**Exercise details:**
What is needed here is an exact copy of every record below.

(Natural language region descriptions)
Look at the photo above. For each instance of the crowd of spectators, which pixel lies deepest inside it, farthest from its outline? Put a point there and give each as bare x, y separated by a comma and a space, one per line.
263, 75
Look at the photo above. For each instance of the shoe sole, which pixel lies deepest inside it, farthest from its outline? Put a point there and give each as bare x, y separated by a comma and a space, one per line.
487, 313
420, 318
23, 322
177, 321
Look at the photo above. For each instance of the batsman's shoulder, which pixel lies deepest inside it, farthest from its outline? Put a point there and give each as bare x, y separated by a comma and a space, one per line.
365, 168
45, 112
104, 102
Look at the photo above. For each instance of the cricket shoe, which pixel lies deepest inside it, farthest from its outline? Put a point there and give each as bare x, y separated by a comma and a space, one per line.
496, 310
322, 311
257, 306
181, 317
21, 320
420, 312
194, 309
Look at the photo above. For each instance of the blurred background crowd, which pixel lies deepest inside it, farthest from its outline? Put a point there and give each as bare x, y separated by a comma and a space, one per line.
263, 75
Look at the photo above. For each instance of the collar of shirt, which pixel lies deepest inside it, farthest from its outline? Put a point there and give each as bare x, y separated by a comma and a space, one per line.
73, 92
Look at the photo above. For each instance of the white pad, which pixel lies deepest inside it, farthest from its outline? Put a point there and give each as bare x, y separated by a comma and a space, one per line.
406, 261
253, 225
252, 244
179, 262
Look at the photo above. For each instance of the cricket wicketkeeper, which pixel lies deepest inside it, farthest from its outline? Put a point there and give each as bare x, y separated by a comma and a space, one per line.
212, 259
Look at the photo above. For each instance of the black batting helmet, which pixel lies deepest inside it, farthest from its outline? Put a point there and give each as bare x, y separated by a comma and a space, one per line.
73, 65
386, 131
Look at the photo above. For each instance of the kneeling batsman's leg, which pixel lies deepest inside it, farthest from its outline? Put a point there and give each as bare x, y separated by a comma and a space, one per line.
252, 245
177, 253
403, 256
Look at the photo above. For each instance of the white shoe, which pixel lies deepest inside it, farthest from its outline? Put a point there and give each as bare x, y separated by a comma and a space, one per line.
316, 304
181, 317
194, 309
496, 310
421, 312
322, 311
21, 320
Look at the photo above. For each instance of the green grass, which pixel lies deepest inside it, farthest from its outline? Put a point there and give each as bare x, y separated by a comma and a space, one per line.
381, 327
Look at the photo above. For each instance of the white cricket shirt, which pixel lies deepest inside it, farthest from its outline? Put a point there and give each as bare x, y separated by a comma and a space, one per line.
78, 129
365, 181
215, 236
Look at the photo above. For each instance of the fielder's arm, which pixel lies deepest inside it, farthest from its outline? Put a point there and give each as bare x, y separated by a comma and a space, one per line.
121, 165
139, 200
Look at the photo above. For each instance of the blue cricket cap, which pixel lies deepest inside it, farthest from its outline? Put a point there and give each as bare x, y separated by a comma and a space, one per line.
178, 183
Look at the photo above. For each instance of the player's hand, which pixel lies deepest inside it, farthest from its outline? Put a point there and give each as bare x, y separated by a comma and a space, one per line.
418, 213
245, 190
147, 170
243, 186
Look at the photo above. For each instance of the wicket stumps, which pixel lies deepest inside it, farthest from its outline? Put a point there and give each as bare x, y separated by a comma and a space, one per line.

**Reply to the exercise:**
Look at the photo above. For each instance of the crowd of spectators, which pixel lies deepest inside it, farthest from its outline? Put a point there and give each as bare x, y separated by a comma and a space, one per line.
263, 75
Look at the photo above. For each instance of the shoe sole, which pixel lies deepest inside it, farthest from its outline? Put a point there and give each as bare x, y separated by a comma and a space, one per line.
487, 313
420, 318
23, 322
177, 321
Look at the photo above. For each instance of the batsman's shoulder, which pixel lies deepest inside it, farthest from its outline? Put a point there and give each as bare x, y separated by a comma and a space, one per line.
365, 168
45, 112
104, 102
Look at the photo above. For each instance of the cricket shoe, which pixel lies deepest inside it, farthest from its outline? Put a point there and give each as bare x, y separated by a comma and a space, one per line.
496, 310
322, 311
257, 306
181, 317
21, 320
420, 312
194, 309
Look at the photo above. For each instance of the blurred background crowd, which pixel lies deepest inside it, farthest from its outline? Put a point there and give each as bare x, y separated by a comma and a space, one per line.
263, 75
Look at the photo above. For each instance of the collar of shirt, which pixel lies deepest inside it, farthest from its outline? Put a point there and give each as bare x, y separated by a comma and a space, one per line.
73, 92
Look at the photo above. For each instance of the white pad, which pixel lies deepest inside it, farthest from its outline? Put a point there and give each as bare x, y separated by a comma and a space, one per line.
406, 261
253, 225
252, 244
179, 262
Look at the photo above. For each instance of the cricket wicketkeeper, which pixel lies deepest inside it, farthest from its outline? Put a point there and give each as bare x, y separated by a comma and a space, one per line.
212, 259
Look at the photo above. For each instance of the black batting helmet, which pixel lies deepest inside it, farthest from its outline? Put a point there and give each as bare x, y separated by a comma and a space, one per line.
73, 65
386, 131
Look at the photo above. For each instance of the kneeling batsman's leg, which pixel lies deepest inside it, farthest from its outline? Put a point there and give each as bare x, y separated by a comma and a space, one per line.
252, 245
177, 253
403, 256
Look at the photo above. For each instance of the white shoe, which pixel lies deepest inside it, farthest from its outline? Put a point there and give each as bare x, y separated by a comma and a space, one per line.
316, 304
181, 317
194, 309
496, 310
421, 312
322, 311
21, 320
Look at the photo above. For each instance of the green grass, which pixel lies deepest inside it, farthest from its outline? Put a point there and give each as bare x, y separated by a comma and a space, one per line.
381, 327
Look at the photo above. For each instance of the white cricket shirt, which pixel lies deepest inside it, farthest from its outline? Put a point there and give each as bare x, y separated by a comma and a space, one per line.
78, 129
365, 181
215, 236
Look at the photo above. For each instance of the fielder's arm, which pixel lies deepest inside it, farthest from its outline? Put a point there and give each as bare x, y separated by a comma and a space, one per line.
121, 165
139, 200
Look at the photo above. For each instance of the blue cricket cap, which pixel lies deepest inside it, farthest from its outline? Put a point there and give each as bare x, y separated by a comma and a space, one per line.
178, 183
Look at the photo above. For each instance of the player's hand, which pixel lies deepest inside it, farthest from its outline? Put a point there and give each as bare x, y separated by a comma and a space, one per line.
418, 213
245, 190
147, 170
243, 186
Look at the photo above. For each instance of the wicket stumps, which pixel lies deepest inside it, farthest from its outline? Put a point there and give each as bare x, y separated by a comma and a space, one per line.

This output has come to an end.